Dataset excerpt
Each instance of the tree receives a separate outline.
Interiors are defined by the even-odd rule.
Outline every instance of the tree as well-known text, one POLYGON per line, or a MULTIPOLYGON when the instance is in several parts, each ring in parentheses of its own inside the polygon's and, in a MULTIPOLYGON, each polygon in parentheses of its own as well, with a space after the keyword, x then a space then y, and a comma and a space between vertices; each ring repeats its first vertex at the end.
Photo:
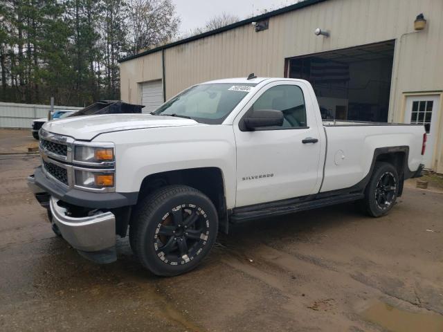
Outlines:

**Description of the task**
Print each of the entries above verbatim, leaving out the pictures.

**Task response**
Each instance of the tree receives a separate outline.
Interiors are defined by the even-odd rule.
Outline every instance of the tree as well-known text, one POLYGON per line, or a MULTIPOLYGON when the instance is in several parts, each ring in parentheses of its own inside the polygon's and, in a MULTIPOLYGON, each polygon in parentheses of its own as well, with a space after the keyword, x then a space then y, and a comma and a space between vertices; each ring repeats its first vertex at the end.
Photo:
Outlines:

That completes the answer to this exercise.